┌──
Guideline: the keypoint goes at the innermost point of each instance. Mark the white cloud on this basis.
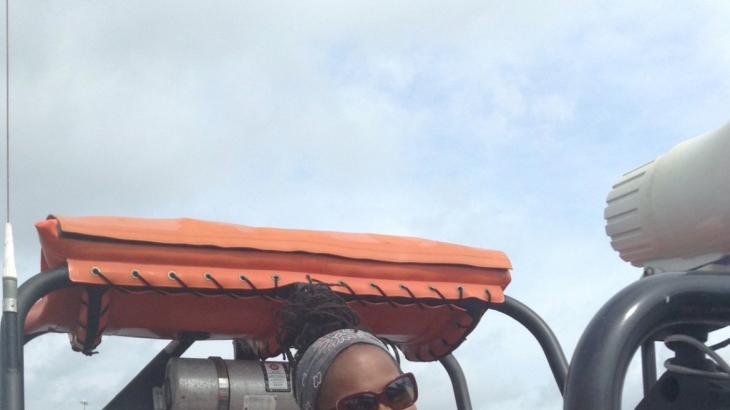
(493, 124)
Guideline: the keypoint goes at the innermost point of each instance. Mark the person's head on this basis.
(338, 366)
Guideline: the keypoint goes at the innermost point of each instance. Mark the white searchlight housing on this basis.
(673, 214)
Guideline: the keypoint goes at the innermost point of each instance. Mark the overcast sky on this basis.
(493, 124)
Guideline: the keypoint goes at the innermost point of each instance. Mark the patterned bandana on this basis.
(316, 360)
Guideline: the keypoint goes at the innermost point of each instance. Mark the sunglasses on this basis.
(398, 394)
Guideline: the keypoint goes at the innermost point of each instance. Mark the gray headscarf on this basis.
(312, 367)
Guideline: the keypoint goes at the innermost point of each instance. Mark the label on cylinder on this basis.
(276, 376)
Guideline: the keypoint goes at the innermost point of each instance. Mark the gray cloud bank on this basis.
(484, 123)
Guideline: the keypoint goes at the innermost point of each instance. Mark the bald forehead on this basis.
(358, 368)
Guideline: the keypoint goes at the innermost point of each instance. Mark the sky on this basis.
(492, 124)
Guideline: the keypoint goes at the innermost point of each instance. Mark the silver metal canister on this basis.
(217, 384)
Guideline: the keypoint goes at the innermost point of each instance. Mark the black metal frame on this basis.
(12, 342)
(639, 314)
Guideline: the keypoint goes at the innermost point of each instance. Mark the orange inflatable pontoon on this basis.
(168, 278)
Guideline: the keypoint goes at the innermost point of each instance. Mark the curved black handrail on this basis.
(542, 332)
(12, 338)
(640, 310)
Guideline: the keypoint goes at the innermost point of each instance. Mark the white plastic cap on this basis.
(673, 214)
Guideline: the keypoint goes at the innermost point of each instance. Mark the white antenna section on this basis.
(10, 275)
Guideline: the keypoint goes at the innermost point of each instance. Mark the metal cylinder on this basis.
(216, 384)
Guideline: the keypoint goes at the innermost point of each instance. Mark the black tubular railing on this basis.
(12, 338)
(630, 319)
(541, 331)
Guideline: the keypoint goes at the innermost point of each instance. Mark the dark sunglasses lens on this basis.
(401, 393)
(365, 401)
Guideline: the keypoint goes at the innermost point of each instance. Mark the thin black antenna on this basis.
(7, 110)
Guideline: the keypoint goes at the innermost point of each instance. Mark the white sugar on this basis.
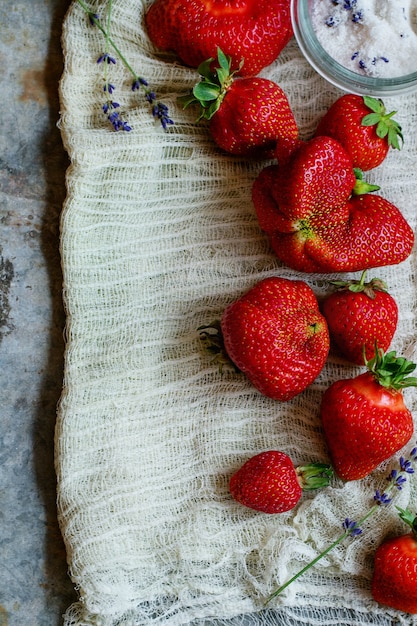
(371, 37)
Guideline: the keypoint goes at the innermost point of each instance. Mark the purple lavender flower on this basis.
(92, 17)
(382, 498)
(397, 480)
(109, 105)
(138, 83)
(106, 58)
(357, 16)
(332, 21)
(351, 527)
(160, 111)
(406, 466)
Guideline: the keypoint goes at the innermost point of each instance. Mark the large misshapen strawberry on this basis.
(365, 419)
(363, 127)
(394, 579)
(277, 336)
(253, 30)
(247, 115)
(319, 214)
(269, 482)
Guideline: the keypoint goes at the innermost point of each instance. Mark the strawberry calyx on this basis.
(385, 126)
(213, 85)
(391, 371)
(212, 337)
(409, 518)
(361, 286)
(314, 476)
(361, 186)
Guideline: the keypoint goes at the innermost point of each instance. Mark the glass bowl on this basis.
(333, 71)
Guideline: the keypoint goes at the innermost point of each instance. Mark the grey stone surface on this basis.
(34, 586)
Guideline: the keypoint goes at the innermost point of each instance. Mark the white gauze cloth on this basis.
(158, 236)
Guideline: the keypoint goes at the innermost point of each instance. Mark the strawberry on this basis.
(270, 483)
(394, 580)
(247, 115)
(359, 315)
(277, 336)
(253, 30)
(365, 420)
(363, 127)
(320, 216)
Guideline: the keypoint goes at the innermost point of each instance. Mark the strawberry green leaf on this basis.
(361, 186)
(374, 104)
(314, 476)
(390, 370)
(385, 126)
(206, 91)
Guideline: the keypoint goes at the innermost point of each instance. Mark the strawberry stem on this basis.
(390, 370)
(361, 186)
(385, 126)
(314, 476)
(361, 286)
(213, 86)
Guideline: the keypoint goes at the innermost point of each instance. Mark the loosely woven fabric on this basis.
(158, 236)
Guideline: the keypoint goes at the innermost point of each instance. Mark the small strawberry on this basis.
(363, 127)
(320, 216)
(277, 336)
(247, 115)
(254, 30)
(270, 483)
(359, 315)
(365, 420)
(394, 580)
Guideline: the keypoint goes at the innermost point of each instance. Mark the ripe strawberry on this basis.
(394, 580)
(277, 336)
(247, 115)
(363, 127)
(320, 218)
(359, 315)
(270, 483)
(253, 30)
(365, 420)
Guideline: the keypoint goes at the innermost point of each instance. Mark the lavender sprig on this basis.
(396, 479)
(158, 109)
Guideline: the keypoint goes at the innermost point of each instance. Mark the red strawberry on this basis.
(363, 127)
(247, 115)
(277, 336)
(394, 580)
(270, 483)
(253, 30)
(359, 315)
(365, 420)
(319, 218)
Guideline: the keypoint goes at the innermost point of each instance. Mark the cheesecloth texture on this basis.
(158, 236)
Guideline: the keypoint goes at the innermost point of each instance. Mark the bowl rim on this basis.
(335, 73)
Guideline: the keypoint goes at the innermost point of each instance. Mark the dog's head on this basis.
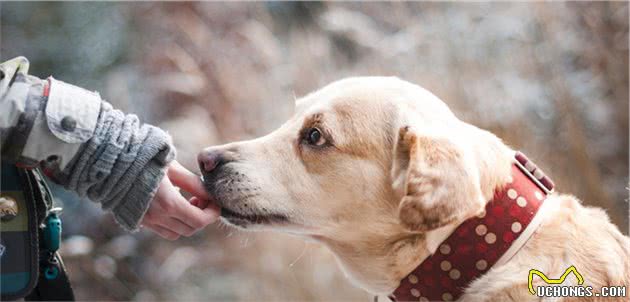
(361, 158)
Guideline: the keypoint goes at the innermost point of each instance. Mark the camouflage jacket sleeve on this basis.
(81, 142)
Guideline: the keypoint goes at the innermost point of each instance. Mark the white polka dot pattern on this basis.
(415, 292)
(521, 202)
(490, 238)
(481, 230)
(413, 279)
(478, 243)
(445, 249)
(445, 265)
(516, 227)
(454, 274)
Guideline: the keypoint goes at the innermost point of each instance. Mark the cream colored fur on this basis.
(399, 174)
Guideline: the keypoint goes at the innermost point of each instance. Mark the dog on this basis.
(381, 172)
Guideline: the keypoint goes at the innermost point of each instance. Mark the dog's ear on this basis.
(438, 184)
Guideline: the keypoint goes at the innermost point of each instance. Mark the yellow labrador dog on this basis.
(381, 172)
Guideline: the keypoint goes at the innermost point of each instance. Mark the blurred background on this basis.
(551, 79)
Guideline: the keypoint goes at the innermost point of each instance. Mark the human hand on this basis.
(170, 215)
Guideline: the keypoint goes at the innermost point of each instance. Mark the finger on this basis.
(163, 232)
(196, 217)
(188, 181)
(198, 202)
(176, 226)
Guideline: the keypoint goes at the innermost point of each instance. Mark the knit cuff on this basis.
(130, 211)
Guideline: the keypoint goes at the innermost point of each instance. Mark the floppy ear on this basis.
(438, 184)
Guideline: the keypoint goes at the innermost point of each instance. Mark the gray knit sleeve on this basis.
(121, 166)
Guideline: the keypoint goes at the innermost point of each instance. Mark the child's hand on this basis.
(170, 215)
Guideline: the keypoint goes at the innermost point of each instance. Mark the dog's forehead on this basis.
(373, 94)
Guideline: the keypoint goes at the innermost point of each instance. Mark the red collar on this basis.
(480, 242)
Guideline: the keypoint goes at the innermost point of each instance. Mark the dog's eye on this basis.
(314, 137)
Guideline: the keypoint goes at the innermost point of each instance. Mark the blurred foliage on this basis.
(551, 79)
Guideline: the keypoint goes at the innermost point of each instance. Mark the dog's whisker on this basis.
(300, 256)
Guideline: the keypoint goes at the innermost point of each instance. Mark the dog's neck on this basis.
(378, 260)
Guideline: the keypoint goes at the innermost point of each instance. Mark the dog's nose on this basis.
(210, 159)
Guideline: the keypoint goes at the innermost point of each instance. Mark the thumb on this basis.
(187, 180)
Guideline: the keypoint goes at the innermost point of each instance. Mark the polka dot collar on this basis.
(483, 241)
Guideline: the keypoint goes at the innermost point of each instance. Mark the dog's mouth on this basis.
(244, 220)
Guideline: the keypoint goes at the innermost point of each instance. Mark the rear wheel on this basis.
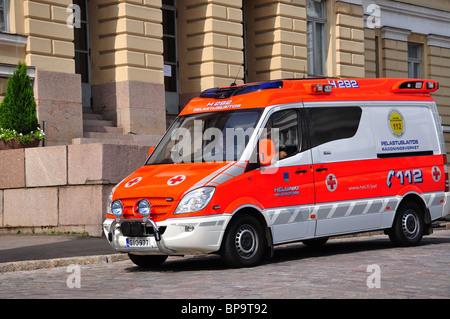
(408, 226)
(243, 243)
(148, 261)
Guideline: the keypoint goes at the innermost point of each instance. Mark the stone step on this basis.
(92, 116)
(114, 136)
(121, 139)
(102, 128)
(98, 122)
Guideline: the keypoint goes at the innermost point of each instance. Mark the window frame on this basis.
(313, 68)
(5, 12)
(412, 62)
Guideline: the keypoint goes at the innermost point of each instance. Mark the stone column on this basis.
(276, 40)
(127, 64)
(210, 45)
(50, 50)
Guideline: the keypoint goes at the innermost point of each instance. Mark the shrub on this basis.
(18, 117)
(18, 108)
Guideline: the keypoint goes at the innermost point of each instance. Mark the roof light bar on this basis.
(319, 88)
(226, 92)
(415, 86)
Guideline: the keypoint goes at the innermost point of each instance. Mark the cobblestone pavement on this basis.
(343, 268)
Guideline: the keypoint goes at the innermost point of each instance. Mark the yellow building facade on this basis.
(136, 63)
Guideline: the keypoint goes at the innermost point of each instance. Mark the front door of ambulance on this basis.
(286, 187)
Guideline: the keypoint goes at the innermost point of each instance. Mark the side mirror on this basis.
(266, 152)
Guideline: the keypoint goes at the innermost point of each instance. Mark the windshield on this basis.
(206, 137)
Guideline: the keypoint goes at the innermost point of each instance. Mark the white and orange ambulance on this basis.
(247, 167)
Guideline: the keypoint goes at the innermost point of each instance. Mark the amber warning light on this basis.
(417, 86)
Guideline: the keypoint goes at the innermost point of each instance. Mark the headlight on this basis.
(144, 207)
(117, 208)
(195, 200)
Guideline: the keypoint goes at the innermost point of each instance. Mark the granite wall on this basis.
(62, 188)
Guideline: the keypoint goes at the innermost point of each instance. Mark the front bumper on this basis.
(190, 235)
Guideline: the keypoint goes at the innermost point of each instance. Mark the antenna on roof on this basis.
(234, 82)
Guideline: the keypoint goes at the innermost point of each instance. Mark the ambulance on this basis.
(247, 167)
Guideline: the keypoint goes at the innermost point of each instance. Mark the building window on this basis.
(4, 8)
(414, 60)
(170, 54)
(316, 33)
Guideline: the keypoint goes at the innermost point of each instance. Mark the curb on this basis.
(61, 262)
(107, 259)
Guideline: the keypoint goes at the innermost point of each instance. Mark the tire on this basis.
(315, 242)
(408, 226)
(148, 261)
(243, 243)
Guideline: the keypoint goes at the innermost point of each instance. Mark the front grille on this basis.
(160, 208)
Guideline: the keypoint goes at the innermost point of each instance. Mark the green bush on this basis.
(18, 108)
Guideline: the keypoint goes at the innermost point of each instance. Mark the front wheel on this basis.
(147, 261)
(243, 243)
(408, 226)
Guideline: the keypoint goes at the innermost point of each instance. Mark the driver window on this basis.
(282, 129)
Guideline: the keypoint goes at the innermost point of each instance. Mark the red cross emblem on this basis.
(331, 182)
(436, 172)
(176, 180)
(133, 181)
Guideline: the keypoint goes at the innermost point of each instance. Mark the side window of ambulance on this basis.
(328, 124)
(282, 127)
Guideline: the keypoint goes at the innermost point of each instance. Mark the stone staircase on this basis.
(98, 130)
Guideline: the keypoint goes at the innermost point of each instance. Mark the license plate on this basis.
(138, 242)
└──
TASK REQUIREMENTS =
Transcribe word for word the part of the listing that opens with the line containing "staircase on this basis." and closes with the final line of the listing.

RESPONSE =
Guideline: the keypoint goes at the innermost point of each instance. Mark the stone staircase on this basis.
(98, 130)
Guideline: the keypoint goes at the innermost point of each instance. Mark the license plate on this basis.
(138, 242)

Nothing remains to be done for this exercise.